### DATA FOR THIS EXERCISE:
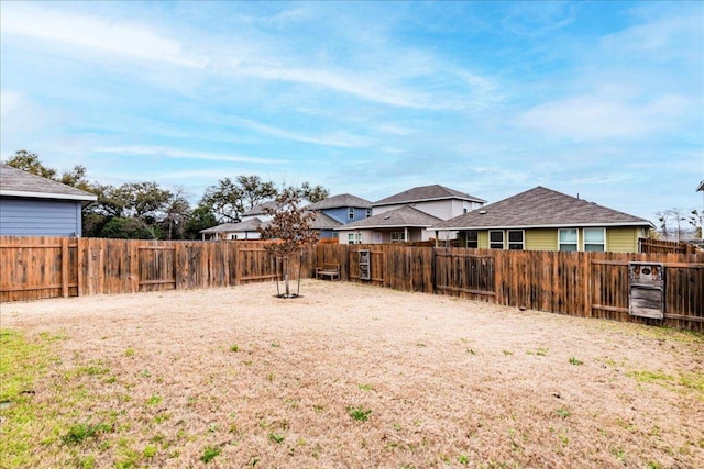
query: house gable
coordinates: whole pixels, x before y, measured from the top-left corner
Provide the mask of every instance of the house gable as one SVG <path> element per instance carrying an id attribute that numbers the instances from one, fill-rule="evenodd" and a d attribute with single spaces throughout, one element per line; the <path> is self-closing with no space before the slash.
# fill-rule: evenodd
<path id="1" fill-rule="evenodd" d="M 0 164 L 0 234 L 81 236 L 81 208 L 96 194 Z"/>

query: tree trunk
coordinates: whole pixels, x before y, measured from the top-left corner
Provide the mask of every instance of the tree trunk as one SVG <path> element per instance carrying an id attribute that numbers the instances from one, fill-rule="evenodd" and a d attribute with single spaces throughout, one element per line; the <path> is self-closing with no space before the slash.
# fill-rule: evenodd
<path id="1" fill-rule="evenodd" d="M 289 272 L 288 272 L 288 256 L 284 256 L 284 286 L 286 289 L 286 298 L 290 298 L 290 287 L 288 284 Z"/>

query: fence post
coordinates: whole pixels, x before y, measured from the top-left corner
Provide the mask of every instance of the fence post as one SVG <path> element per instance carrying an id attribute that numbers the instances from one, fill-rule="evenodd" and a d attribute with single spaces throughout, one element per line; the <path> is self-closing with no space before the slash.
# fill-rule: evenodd
<path id="1" fill-rule="evenodd" d="M 62 295 L 68 298 L 68 237 L 62 237 Z"/>
<path id="2" fill-rule="evenodd" d="M 130 292 L 139 293 L 140 291 L 140 242 L 129 242 L 129 256 L 130 256 Z"/>

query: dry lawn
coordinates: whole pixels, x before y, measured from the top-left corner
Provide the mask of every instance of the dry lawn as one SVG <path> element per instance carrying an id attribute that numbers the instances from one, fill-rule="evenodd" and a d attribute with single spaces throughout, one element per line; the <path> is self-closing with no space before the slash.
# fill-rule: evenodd
<path id="1" fill-rule="evenodd" d="M 0 467 L 21 438 L 33 467 L 702 467 L 701 335 L 345 282 L 275 291 L 2 304 L 51 360 L 22 394 L 38 418 L 0 410 Z"/>

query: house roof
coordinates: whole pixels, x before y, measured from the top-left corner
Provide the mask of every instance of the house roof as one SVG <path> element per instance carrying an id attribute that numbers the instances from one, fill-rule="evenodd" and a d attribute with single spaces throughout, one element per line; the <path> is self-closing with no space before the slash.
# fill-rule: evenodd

### PROBLEM REQUIREMENTS:
Please arrange all the rows above as a Markdown table with the columns No. and Line, giving each nonblank line its own number in order. Leave out the blank lines and the pictures.

### THE OUTPUT:
| No. | Line |
|---|---|
| 1 | query: house gable |
| 2 | coordinates: whole pixels, x before y, measured from the top-left corner |
| 3 | Provide the mask of every instance of the house gable as one SVG <path> element per instance carrying an id attribute that numbers the instances from one, fill-rule="evenodd" and a d attribute with single spaces throughout, one element per line; the <path> is self-closing with no space before the slash. |
| 4 | # fill-rule: evenodd |
| 5 | <path id="1" fill-rule="evenodd" d="M 0 164 L 0 234 L 81 236 L 81 208 L 96 194 Z"/> |
| 6 | query: tree trunk |
| 7 | coordinates: whole pixels, x before y, measured from the top-left corner |
| 8 | Provide the mask of every instance of the tree trunk as one SVG <path> element per instance carrying an id attribute that numbers the instances from one, fill-rule="evenodd" and a d attribute with single spaces throughout, one element per line; the <path> is self-closing with no space before the slash. |
| 9 | # fill-rule: evenodd |
| 10 | <path id="1" fill-rule="evenodd" d="M 289 272 L 288 272 L 288 256 L 284 256 L 284 286 L 286 289 L 286 298 L 290 298 L 290 287 L 288 284 Z"/> |
| 11 | query: fence post |
| 12 | coordinates: whole pixels, x before y, measured from the top-left corner |
| 13 | Provide the mask of every instance of the fence post as one SVG <path> element per instance carrying an id attribute that numbers the instances from one, fill-rule="evenodd" and a d attribute with single spaces throughout, one element per line; the <path> is self-closing with no space before the slash. |
| 14 | # fill-rule: evenodd |
| 15 | <path id="1" fill-rule="evenodd" d="M 62 295 L 68 298 L 68 237 L 62 237 Z"/> |
| 16 | <path id="2" fill-rule="evenodd" d="M 130 292 L 139 293 L 140 291 L 140 242 L 129 242 L 129 256 L 130 256 Z"/> |
| 17 | query: dry lawn |
| 18 | coordinates: whole pixels, x before y, measured from the top-left corner |
| 19 | Provide the mask of every instance of the dry lawn as one SVG <path> element per instance carrying an id attribute that numbers the instances from one, fill-rule="evenodd" and a d attribute with single spaces throughout, one element per line; the <path> is self-closing with no space before the slash. |
| 20 | # fill-rule: evenodd |
| 21 | <path id="1" fill-rule="evenodd" d="M 0 467 L 21 438 L 33 467 L 702 467 L 701 335 L 345 282 L 275 291 L 2 304 L 51 360 L 22 394 L 38 418 L 0 410 Z"/> |
| 22 | query: house roof |
| 23 | coordinates: whole pixels, x before y, measured from the top-left corner |
| 24 | Provide the mask of every instance of the house roof as one SVG <path> element per instance carrying an id attribute that numbers the instances from one, fill-rule="evenodd" and a d attribute with single spaces throughout, one element per line; the <path> is self-closing with no space before the slash. |
| 25 | # fill-rule: evenodd |